**WHAT NEEDS TO BE DONE**
Continue the passage below on the origin of the Grand Union flag, starting after its last sentence.

David Prothero, 12 July 2002
I have to disagree that no one has really looked hard at the origin of the Grand Union flag. Rather, the problem may be that they've looked only from the perspective of knowing what the modern U.S. flag looks like.
Most writings that I've seen on this subject ultimately trace back to the 19th century historian of the U.S. flag, Rear Admiral George Henry Preble. Unfortunately, Preble is carefully researched (for his time) but badly organized and sometimes internally contradictory. It is therefore easily quoted without the full context. What usually gets quoted from Preble is on pp 217-18 of the 1880 edition of his History of the Flag of the United States of America, [pre80]: "... [T]he necessity of a common national flag seems not to have been thought of, until Doctor Franklin, Mr. Lynch, and Mr. Harrison were appointed to consider the subject, and assembled at the camp at Cambridge. The result of their conference was the retention of the king's colors or union jack, representing the still-recognized sovereignty of England, but coupled to thirteen stripes, alternate red and white, emblematic of the union of the thirteen colonies against its tyranny and oppression, in place of the loyal red ensign. The new striped flag was hoisted for the first time on the 2d of January, 1776, over the camp at Cambridge." (Let us leave aside that this is *not* what this committee was appointed to address. Their assignment was to investigate the situation with the army. The journals of the Congress say nothing at this point about a flag.)

Bounding box annotation entries:
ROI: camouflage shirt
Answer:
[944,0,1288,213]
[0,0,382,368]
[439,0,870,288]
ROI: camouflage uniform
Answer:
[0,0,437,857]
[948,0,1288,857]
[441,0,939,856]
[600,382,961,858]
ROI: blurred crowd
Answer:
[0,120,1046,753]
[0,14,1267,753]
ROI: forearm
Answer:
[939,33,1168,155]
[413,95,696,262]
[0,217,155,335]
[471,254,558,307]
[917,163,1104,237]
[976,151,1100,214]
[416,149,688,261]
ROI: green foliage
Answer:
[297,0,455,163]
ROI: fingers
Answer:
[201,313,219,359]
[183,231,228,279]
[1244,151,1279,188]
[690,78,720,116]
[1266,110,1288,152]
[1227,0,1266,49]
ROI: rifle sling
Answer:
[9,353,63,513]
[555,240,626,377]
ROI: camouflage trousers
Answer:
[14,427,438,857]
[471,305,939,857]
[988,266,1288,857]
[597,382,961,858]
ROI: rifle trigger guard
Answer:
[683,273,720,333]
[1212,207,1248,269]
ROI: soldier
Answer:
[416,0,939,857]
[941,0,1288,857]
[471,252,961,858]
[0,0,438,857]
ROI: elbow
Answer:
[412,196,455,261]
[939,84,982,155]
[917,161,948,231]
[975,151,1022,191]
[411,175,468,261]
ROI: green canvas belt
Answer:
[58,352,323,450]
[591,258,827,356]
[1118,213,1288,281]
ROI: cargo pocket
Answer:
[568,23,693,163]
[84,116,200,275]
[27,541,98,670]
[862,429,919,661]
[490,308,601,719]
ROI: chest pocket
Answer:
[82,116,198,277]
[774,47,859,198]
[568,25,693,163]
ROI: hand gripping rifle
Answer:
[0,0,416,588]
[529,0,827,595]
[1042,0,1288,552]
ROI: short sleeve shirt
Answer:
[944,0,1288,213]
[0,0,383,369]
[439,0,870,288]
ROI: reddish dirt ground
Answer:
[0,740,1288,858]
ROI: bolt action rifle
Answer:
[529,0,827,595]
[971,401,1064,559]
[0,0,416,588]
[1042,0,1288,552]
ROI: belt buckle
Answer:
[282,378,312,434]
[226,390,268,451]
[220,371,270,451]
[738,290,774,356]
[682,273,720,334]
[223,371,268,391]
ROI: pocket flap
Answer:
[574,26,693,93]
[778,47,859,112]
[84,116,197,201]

**ANSWER FOR THE TASK**
The evidence presented by Preble is unimpeachable that a new flag with stripes was hoisted over Cambridge on this date. He cites a letter by Washington himself, dated 4 January, saying that "on the 2d . . . we hoisted the union flag in compliment to the United Colonies. But, behold! it was received at Boston as a token of the deep impression the [King's] speech had made upon us, and as a signal of submission." An anonymous letter dated 2 January says "The grand union flag of thirteen stripes was raised on a height near Boston. The [British] regulars did not understand it; and as the king's speech had just been read, as they supposed, they thought the new flag was a token of submission." A British merchant captain writing from Boston on 17 January said: "I can see the rebels' camp very plain, whose colors, a little while ago, were entirely red; but on the receipt of the king's speech, which they burnt, they hoisted the union flag, which is here supposed to intimate the union of the provinces."
On page 219, however, Preble concedes that, from the contemporary evidence, "it will be observed that there is no mention of the color of the stripes placed on the previously red flag, or the character of its union, or other than presumptive evidence that it had a union" [canton]. The best Preble can do to back up his conclusion that the flag was as described on page 217 is to cite a statement by the 19th century historian George Bancroft describing the flag as "thirteen stripes, alternate red and white, in the field, and the united crosses of St. George and St. Andrew on a blue ground in the corner." He doesn't say where Bancroft got this information.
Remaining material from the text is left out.